-- GIVEN REQUEST A --
Translate this sentence from the text about the September 11 attacks into Spanish: "This is the confidence we have lost, and must regain."

-- TEXT SECTION --
In January 2000's column I wrote that 'the defining struggle of the new age would be between Terrorism and Security', and fretted that to live by the security experts' worst-case scenarios might be to surrender too many of out liberties to the invisible shadow warriors of the secret world. Democracy requires visibility, I argued, and in the struggle between security and freedom we must always err on the side of freedom. On Tuesday September 11, however, the worst-case scenario came true.

They broke our city. I'm among the newest of New Yorkers, but even people who have never set foot in Manhattan have felt her wounds deeply, because New York in our time is the beating heart of the visible world, tough-talking, spirit-dazzling, Walt Whitman's 'city of orgies, walks and joys', his 'proud and passionate city - mettlesome, mad extravagent city!' To this bright capital of the visible, the forces of invisibility have dealt a dreadful blow. No need to say how dreadful; we all saw it, are all changed by it, and must now ensure that the wound is not mortal, that the world of what is seen triumphs over what is cloaked, what is perceptible only through the effects of its awful deeds.

In making free societies safe - safer - from terrorism, our civil liberties will inevitably be compromised.1 But in return for freedom's partial erosion, we have a right to expect that our cities, water, planes and children really will be better protected than they have been. The West's response to the September 11 attacks will be judged in large measure by whether people begin to feel safe once again in their homes, their workplaces, their daily lives. This is the confidence we have lost, and must regain.

Next: the question of the counter-attack. Yes, we must send our shadow warriors against theirs, and hope that ours prevail. But this secret war alone cannot bring victory. We will also need a public, political and diplomatic offensive whose aim must be the early resolution of some of the world's thorniest problems: above all the battle between Israel and the Palestinian people for space, dignity recognition and survival. Better judgement will be required on all sides in the future. No more Sudanese aspirin factories to be bombed, please. And now that wise American heads appear to have understood that it would be wrong to bomb the impoverished, opressed Afghan people in retaliation for their tyrannous masters' misdeeds, they might apply that wisdom, retrospectively, to what was done to the impoverished, oppressed people of Iraq. It's time to stop making enemies and start making friends.

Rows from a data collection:
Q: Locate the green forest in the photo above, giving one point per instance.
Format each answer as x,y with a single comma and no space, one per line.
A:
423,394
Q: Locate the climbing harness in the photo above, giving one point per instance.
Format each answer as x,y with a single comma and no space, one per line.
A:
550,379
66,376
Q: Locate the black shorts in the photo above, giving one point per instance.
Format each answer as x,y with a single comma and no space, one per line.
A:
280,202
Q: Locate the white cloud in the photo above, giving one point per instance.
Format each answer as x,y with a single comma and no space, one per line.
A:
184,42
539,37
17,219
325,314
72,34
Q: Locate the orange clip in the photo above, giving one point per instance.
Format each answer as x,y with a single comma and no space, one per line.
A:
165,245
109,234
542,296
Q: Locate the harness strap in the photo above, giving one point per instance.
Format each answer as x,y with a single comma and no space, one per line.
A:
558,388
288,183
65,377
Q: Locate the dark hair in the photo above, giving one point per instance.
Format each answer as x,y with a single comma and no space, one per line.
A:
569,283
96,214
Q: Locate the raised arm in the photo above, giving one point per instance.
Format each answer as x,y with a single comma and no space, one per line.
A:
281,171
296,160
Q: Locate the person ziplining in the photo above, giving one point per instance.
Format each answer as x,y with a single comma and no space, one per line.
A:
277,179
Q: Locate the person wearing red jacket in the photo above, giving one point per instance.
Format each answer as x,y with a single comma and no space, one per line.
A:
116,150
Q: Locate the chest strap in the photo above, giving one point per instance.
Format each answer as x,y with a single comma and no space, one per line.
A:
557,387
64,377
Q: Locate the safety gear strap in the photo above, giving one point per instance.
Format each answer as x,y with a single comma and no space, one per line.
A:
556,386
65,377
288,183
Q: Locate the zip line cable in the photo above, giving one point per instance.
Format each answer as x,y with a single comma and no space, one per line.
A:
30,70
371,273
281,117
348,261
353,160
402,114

-- GIVEN REQUEST B --
In the rows, swap "Locate" for "Find" in everything from the line containing "Q: Locate the dark" down to the last line of the rows, leaving all else untouched. Give only those lines.

-- CORRECT RESPONSE A --
Esta es la confianza que hemos perdido y que debemos recuperar.

-- CORRECT RESPONSE B --
Q: Find the dark hair in the photo above, giving one point per instance.
Format each answer as x,y with a single comma and no space, one per line.
A:
569,283
96,214
Q: Find the raised arm in the photo above, giving one point per instance.
Format each answer as x,y with a single comma and no space, one per line.
A:
281,171
296,160
Q: Find the person ziplining in the photo above, giving one point per instance.
Format each answer as x,y with a single comma and no space, one per line.
A:
277,179
Q: Find the person wearing red jacket in the photo above, giving one point per instance.
Format each answer as x,y with a single comma and no space, one per line.
A:
116,150
Q: Find the chest strap in the photo above, giving one point per instance.
Format each answer as x,y with a single comma and no space, one per line.
A:
557,387
64,377
Q: Find the safety gear strap in the photo above, giving one point per instance.
Format each answer as x,y with a single comma and no space, one per line.
A:
556,386
65,377
288,183
Q: Find the zip line cable in the photo above, giving one point per instance.
Format each answer as x,y with a single comma and no space, one per line.
A:
30,70
371,273
281,117
348,261
353,160
402,114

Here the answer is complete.